== Records for this exercise ==
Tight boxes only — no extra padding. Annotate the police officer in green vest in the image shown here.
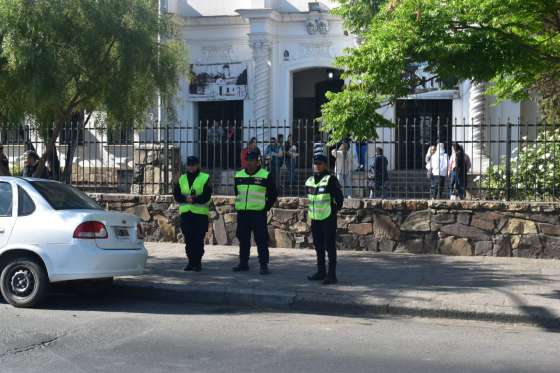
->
[173,156,212,272]
[233,150,278,275]
[306,154,344,285]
===
*Activity*.
Give back all the data exactly, minus pictures.

*Result of this task*.
Tight boxes only — no extra padding. Annotate the police officer in green vest in the image shown here.
->
[173,156,212,272]
[233,150,278,275]
[306,154,344,285]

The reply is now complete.